Bounding box annotation entries:
━━━━━━━━

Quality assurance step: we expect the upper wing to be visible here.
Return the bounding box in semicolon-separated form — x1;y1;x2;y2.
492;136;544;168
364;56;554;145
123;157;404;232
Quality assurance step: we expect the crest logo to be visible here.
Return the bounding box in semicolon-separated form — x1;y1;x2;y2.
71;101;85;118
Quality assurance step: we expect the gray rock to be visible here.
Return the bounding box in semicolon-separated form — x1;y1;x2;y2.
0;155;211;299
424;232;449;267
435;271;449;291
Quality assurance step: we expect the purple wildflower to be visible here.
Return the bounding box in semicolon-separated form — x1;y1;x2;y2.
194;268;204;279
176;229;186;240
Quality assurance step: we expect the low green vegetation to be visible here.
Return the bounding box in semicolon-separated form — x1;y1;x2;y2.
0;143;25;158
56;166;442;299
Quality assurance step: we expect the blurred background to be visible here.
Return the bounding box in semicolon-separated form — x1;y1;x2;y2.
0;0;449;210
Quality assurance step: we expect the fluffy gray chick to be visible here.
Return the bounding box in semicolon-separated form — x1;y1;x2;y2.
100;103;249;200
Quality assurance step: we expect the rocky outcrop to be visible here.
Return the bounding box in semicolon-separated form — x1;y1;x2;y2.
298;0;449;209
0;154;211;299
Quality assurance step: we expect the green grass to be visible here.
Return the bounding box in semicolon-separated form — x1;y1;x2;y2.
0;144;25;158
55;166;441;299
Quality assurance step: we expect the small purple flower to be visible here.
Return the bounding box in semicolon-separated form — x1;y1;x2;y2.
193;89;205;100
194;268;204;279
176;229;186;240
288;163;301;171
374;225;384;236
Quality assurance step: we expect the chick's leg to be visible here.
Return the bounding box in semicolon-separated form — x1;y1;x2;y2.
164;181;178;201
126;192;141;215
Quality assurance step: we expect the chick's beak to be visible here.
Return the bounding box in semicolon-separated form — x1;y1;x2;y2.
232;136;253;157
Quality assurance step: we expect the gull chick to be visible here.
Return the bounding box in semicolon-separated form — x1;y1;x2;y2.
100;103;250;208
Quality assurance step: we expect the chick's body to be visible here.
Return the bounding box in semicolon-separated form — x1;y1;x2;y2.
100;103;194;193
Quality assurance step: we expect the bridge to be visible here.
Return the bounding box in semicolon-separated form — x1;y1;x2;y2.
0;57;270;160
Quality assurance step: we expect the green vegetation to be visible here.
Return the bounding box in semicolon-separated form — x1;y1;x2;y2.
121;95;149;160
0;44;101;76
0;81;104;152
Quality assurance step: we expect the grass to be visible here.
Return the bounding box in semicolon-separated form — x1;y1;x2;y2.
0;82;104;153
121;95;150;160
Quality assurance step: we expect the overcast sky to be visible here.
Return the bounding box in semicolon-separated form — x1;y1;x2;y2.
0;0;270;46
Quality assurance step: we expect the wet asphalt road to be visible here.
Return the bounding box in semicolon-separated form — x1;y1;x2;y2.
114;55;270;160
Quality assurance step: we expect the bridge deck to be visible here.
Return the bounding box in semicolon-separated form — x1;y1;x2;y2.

━━━━━━━━

EXERCISE | Rewrite all of the records, changing "Quality assurance step" to "QA check" everywhere it occurs and leaving every other word as it stands.

SOLVED PROBLEM |
QA check: we expect the upper wing to be visible here.
Return the bounding box in semicolon-separated form — x1;y1;x2;y2.
492;136;544;168
364;56;554;145
123;157;404;232
QA check: we expect the crest logo to be visible here.
Return the bounding box in semicolon-separated form — x1;y1;x2;y2.
71;101;85;118
QA check: we expect the gray rock to be visible here.
Return the bounding box in semicolon-separated form — x1;y1;x2;y2.
0;155;211;299
424;232;449;267
435;271;449;291
QA check: we expect the purple wildflower to be visible here.
Return the bounding box in semicolon-separated form — x1;y1;x2;y2.
194;268;204;279
176;229;186;240
QA check: we expect the low green vegetation to be visible here.
Return the bounding box in semicolon-separated form — x1;y1;x2;y2.
0;143;25;158
56;166;442;299
QA check: we expect the blurred background to be visible here.
Return the bounding box in semicolon-separated form — x1;y1;x2;y2.
0;0;449;210
QA check: we expect the fluffy gray chick to be visible here.
Return the bounding box in semicolon-separated form — x1;y1;x2;y2.
100;103;249;200
QA check: we expect the rocky outcrop to be visible here.
Return the bounding box in semicolon-separated form — x1;y1;x2;y2.
298;0;449;209
0;154;211;299
QA check: we expect the green grass to be visible here.
Return the bounding box in semicolon-separated form — x1;y1;x2;y2.
0;144;25;158
55;166;441;299
QA check: we expect the small purple flower to be visible here.
Return the bounding box in semicolon-separated form — x1;y1;x2;y2.
193;89;205;100
194;268;204;279
176;229;186;240
288;163;301;171
374;225;384;236
QA check: we expect the chick's leg to be visible here.
Return the bounding box in semicolon-separated form — x1;y1;x2;y2.
164;181;178;201
126;192;141;215
QA check: we expect the chick's beak to be visible here.
Return the bounding box in semicolon-separated form — x1;y1;x2;y2.
232;136;253;157
QA check: we expect the gull chick to be visible here.
Return the bounding box in semicolon-separated form — x1;y1;x2;y2.
100;103;250;208
QA check: we expect the chick's body to be visible here.
Return the bounding box in semicolon-separated form — x1;y1;x2;y2.
100;103;194;193
QA check: we expect the bridge to be visible here.
Return the bounding box in semicolon-separated form — x1;y1;x2;y2.
0;57;270;160
QA check: we expect the green vegetation to be visible here.
Return the bounding box in semicolon-separated form — x1;y1;x2;y2.
121;95;149;160
0;44;101;76
0;81;104;152
QA check: we expect the grass to be visible here.
Return the bounding box in semicolon-separated form — x1;y1;x2;y2.
0;82;104;153
121;95;150;160
QA check: we expect the overcast sky to be visible here.
Return the bounding box in semicolon-separated form — x1;y1;x2;y2.
0;0;270;46
QA check: we expect the wet asphalt road to be visible here.
Return the bounding box in semicolon-separated form — x1;y1;x2;y2.
114;55;270;160
QA check: we expect the bridge deck to be visible here.
Return the bounding box in semicolon-separated form — x1;y1;x2;y2.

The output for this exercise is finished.